**Aim of the exercise:**
In full and without edits, write out the data that follows.

Items listed in a dataset:

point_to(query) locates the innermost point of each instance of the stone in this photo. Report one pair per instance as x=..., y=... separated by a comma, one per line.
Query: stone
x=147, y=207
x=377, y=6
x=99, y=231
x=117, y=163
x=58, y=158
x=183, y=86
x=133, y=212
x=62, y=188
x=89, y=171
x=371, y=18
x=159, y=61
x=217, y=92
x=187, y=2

**Task result:**
point_to(query) locates the innermost point of each instance of the stone in this photo. Report one pair per instance as x=..., y=... separated by a comma, one per line.
Query: stone
x=147, y=207
x=377, y=6
x=99, y=231
x=117, y=163
x=58, y=158
x=183, y=86
x=133, y=212
x=62, y=188
x=89, y=171
x=371, y=18
x=159, y=61
x=217, y=92
x=187, y=2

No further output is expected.